Exercise:
Repeat, line for line, the entries printed below.

Region pointing data:
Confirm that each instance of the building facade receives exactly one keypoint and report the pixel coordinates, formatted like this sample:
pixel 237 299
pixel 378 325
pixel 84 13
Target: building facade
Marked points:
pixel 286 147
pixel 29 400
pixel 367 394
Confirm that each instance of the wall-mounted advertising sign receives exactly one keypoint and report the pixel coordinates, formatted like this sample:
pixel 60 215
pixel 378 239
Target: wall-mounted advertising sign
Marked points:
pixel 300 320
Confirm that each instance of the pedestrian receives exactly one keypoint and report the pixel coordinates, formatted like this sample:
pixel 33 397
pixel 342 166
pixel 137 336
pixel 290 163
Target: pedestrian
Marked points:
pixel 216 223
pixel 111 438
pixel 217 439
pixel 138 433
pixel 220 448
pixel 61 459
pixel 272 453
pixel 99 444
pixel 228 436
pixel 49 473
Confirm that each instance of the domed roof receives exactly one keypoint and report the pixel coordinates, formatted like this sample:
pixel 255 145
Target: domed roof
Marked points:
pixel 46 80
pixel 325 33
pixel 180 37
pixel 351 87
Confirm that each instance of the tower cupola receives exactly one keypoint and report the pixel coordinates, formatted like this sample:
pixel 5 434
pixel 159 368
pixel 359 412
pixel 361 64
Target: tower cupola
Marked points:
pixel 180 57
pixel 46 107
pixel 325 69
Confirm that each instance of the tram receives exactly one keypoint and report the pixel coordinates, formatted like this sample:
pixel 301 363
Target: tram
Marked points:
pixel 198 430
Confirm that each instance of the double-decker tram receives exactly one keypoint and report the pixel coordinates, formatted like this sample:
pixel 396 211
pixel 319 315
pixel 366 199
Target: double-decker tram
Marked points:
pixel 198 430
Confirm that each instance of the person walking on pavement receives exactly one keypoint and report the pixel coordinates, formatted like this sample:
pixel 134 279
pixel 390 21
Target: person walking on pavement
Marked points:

Written answer:
Confirm that each instance of the building facade receives exactly one keypoint and report the pixel coordinates, formatted like this sample:
pixel 237 299
pixel 378 325
pixel 84 13
Target: building facade
Marked points:
pixel 286 147
pixel 29 400
pixel 367 394
Confirm that each instance of the wall-mounted advertising sign receives exactly one keypoint and report the pixel coordinates, formatted like this sample:
pixel 60 215
pixel 378 239
Target: wall-mounted advertising sign
Marked points:
pixel 300 320
Confirm that each instance of the pedestrian receives exactly one keypoint and report the pixel coordinates, formatted like this sample:
pixel 33 397
pixel 342 166
pixel 137 336
pixel 290 163
Target: pedestrian
Marked points:
pixel 216 223
pixel 111 438
pixel 217 439
pixel 138 433
pixel 220 448
pixel 61 459
pixel 272 453
pixel 99 444
pixel 228 436
pixel 49 473
Confirm that each instance of the domed roof receives exactly one keypoint and report the pixel coordinates, formatted like this sample:
pixel 255 145
Target: domed roof
Marked points:
pixel 46 80
pixel 325 33
pixel 180 37
pixel 351 87
Confirm that each instance of the tower cupola receives exactly one keypoint and report the pixel coordinates, formatted like this sample:
pixel 5 434
pixel 159 368
pixel 359 412
pixel 361 64
Target: tower cupola
Marked points:
pixel 180 57
pixel 46 107
pixel 325 69
Confirm that each instance of the tram receives exactly one keypoint and report the pixel coordinates, formatted like this sample:
pixel 301 363
Target: tram
Marked points:
pixel 198 430
Confirm that each instance of the double-decker tram receives exactly one keypoint and report the pixel coordinates, formatted like this sample:
pixel 396 211
pixel 319 315
pixel 366 199
Target: double-decker tram
Marked points:
pixel 198 430
Confirm that each instance of the person walking on pavement receives exactly one keypoint and report the pixel coordinates, formatted like this sample:
pixel 134 279
pixel 390 21
Target: person walking on pavement
Marked points:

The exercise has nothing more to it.